## [Work to do]
a: Translate this sentence from the earnings call transcript into Spanish: "Our priorities sit on soundness, profitability, and growth in that order."
b: According to the earnings call transcript, why did average business loans decrease 1% during the quarter? Answer in one to three sentences.

━━ Document excerpt ━━

Regions Financial Corporation (NYSE:RF) Q4 2019 Earnings Conference Call - Final Transcript
Jan 17, 2020 • 11:00 am ET
John M. Turner
while leveraging technology and making banking easier for our associates and customers. We'll continue to focus on the fundamentals of our business generating positive operating leverage through discipline expense management and prudent investment decisions. Our priorities sit on soundness, profitability, and growth in that order.
Thank you for your time and attention this morning. Before I turn the call over to David, I want to thank the 19,000-plus associates here at Regions for their commitment and dedication throughout 2019. Because of this team, I'm confident about 2020 and feel good about our plans which support delivering consistent, sustainable results through all phases of the economic cycle.
David J. Turner
Thank you, John. Let's start with balance sheet. Adjusted average total loans decreased less than 1%, while ending total loans increased modestly. Adjusted average consumer loans increased 1%, led by increases in indirect other, credit card, and mortgage, partially offset by declines in home equity. Average business loans decreased 1% and were impacted by our continued focus on client selectivity and overall relationship profitability, as well as lower line utilization and elevated paydown activity during the quarter.
We continue to focus on risk-adjusted returns and are not interested in pursuing nominal loan growth for short-term benefit. That said, we expect full year 2020 average loan balances to remain relatively stable on a reported basis and to grow in the low-single digits on an adjusted basis. Similar to 2019, we expect 2020 loan growth to be led by business services lending, specifically C&I loans with modest growth in owner-occupied commercial real estate and investor real estate. Within consumer lending, we expect growth in residential mortgage, indirect other, card, and direct lending.

━━━
━━ Data excerpt ━━

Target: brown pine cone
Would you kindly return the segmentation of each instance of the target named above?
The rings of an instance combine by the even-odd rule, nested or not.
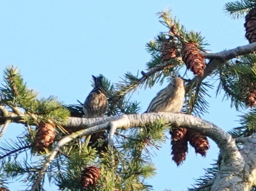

━━━

## [Answers]
a: Nuestras prioridades se basan en la solidez, la rentabilidad y el crecimiento, en ese orden.

b: Average business loans fell because of the continued focus on client selectivity and overall relationship profitability. Lower line utilization and elevated paydown activity during the quarter also contributed.